* EXERCISE TEXT
To country fans, Faith Hill is a titan, an industry legend who dominated the charts in the late nineties and early 2000s, selling more than 40 million albums world wide.
Her reputation is only bolstered by her marriage to megastar Tim McGraw, and their doe-eyed, enduring romance has made them one of music’s power couples.
But Hill’s life didn’t spring from a similarly stable love. Her biological mother gave her up for adoption, a fact that her adoptive parents never tried to keep from her.
“I actually had a pretty amazing childhood,” she said once during an interview with CNN’s Larry King. “My family, my mom and my dad and my brothers, they are amazing.”
However, one thing was less than stellar about them.
Ted and Edna Perry, who would choose Hill as their own in 1967, had always told her that her mother had given her up for adoption because she’d been having an affair with a married man — an assertion that simply wasn’t true.
“I used to think there was some kind of conspiracy, that I must be the daughter of one of my aunts,” Hill said in an interview with Billboard. “And, of course, I used to dream I was Elvis’ daughter. …
“I had a spirit that was completely outside what my family was. I didn’t know anyone I was related to, biologically, which gives you a sense of not knowing who you are.”
That lack of a sense of belonging led Hill on a pilgrimage in her early twenties to find her biological mother.
Eventually, she did locate one Paula Conway, and what she learned shocked her.
It turned out that Conway hadn’t played the homewrecker all those years ago. In fact, she eventually married Hill’s biological father and went on to have another child.

* PROBLEM DETAILS
Please state, from the Faith Hill text, the names of the couple who chose Hill as their own in 1967.

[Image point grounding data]

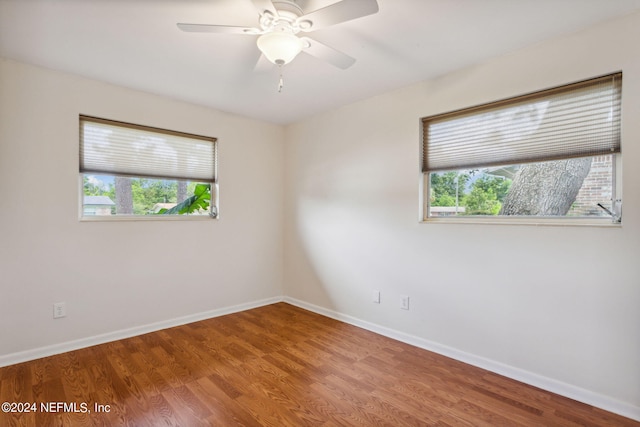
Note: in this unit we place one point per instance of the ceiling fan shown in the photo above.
(280, 22)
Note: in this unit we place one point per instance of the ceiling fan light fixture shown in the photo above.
(280, 47)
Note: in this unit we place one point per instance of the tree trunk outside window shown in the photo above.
(124, 197)
(549, 188)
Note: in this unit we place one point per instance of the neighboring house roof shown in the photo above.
(156, 208)
(98, 200)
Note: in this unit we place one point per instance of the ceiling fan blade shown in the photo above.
(263, 5)
(341, 11)
(263, 65)
(328, 54)
(221, 29)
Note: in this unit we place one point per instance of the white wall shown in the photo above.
(122, 276)
(555, 306)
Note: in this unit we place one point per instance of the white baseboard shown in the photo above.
(37, 353)
(576, 393)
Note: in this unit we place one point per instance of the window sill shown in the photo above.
(529, 221)
(114, 218)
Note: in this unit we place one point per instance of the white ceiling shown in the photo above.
(136, 44)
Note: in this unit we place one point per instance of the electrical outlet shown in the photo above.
(59, 310)
(404, 302)
(375, 297)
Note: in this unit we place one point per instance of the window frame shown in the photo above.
(213, 211)
(424, 183)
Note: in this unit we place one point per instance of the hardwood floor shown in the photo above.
(276, 366)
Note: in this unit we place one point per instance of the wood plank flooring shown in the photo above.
(277, 365)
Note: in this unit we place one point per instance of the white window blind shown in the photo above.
(577, 120)
(115, 148)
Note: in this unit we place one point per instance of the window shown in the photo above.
(137, 171)
(549, 154)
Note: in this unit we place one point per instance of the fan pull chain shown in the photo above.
(281, 81)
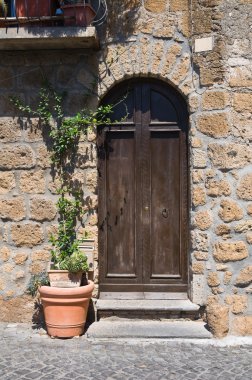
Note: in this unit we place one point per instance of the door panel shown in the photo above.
(143, 191)
(165, 205)
(120, 198)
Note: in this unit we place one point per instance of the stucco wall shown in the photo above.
(147, 38)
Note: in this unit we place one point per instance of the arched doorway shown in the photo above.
(143, 191)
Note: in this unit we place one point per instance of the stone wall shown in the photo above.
(27, 185)
(148, 38)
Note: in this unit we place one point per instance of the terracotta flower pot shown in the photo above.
(33, 8)
(65, 309)
(78, 14)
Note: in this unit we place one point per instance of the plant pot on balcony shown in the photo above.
(65, 309)
(33, 8)
(64, 278)
(78, 14)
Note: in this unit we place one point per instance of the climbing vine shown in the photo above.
(65, 133)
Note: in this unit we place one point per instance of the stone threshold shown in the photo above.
(111, 328)
(146, 305)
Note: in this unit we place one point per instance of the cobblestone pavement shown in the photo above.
(27, 354)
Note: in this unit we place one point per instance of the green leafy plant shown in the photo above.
(3, 8)
(65, 133)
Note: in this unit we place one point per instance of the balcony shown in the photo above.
(50, 24)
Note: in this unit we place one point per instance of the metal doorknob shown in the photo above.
(165, 213)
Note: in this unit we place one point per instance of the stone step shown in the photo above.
(147, 309)
(113, 328)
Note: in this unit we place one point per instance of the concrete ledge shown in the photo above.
(148, 329)
(35, 38)
(146, 305)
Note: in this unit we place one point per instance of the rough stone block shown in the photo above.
(17, 157)
(170, 59)
(218, 319)
(203, 220)
(12, 209)
(242, 102)
(215, 100)
(244, 189)
(242, 326)
(10, 131)
(164, 28)
(197, 176)
(5, 253)
(217, 188)
(223, 230)
(213, 125)
(27, 234)
(199, 158)
(213, 279)
(42, 209)
(155, 6)
(249, 237)
(182, 69)
(235, 251)
(91, 181)
(227, 277)
(32, 182)
(238, 303)
(200, 241)
(201, 256)
(244, 278)
(244, 226)
(20, 258)
(18, 309)
(230, 210)
(184, 24)
(198, 196)
(7, 182)
(249, 209)
(198, 268)
(240, 77)
(230, 156)
(179, 5)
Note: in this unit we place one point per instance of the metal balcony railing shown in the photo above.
(51, 13)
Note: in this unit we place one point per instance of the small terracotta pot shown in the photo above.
(64, 279)
(33, 8)
(78, 14)
(65, 309)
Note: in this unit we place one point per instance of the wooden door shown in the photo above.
(143, 190)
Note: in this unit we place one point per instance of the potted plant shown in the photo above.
(33, 8)
(65, 307)
(3, 9)
(77, 12)
(66, 302)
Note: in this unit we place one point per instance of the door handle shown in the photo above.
(165, 213)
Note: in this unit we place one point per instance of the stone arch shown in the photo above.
(146, 57)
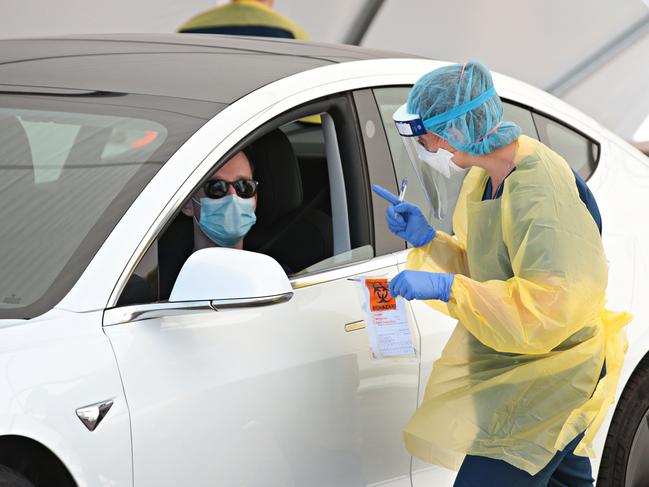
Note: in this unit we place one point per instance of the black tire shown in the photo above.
(625, 460)
(11, 478)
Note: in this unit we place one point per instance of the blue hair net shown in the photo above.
(460, 104)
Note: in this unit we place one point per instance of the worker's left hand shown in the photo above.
(422, 285)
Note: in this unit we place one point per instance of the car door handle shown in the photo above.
(355, 325)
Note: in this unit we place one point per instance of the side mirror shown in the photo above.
(231, 277)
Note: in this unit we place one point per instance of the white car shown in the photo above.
(119, 369)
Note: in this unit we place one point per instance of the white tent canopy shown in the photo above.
(592, 53)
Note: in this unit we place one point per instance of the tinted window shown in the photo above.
(69, 169)
(299, 166)
(521, 117)
(579, 151)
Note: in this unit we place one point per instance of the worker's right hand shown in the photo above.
(406, 220)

* SOLUTION FOR THIS EXERCISE
Ted and Edna Perry.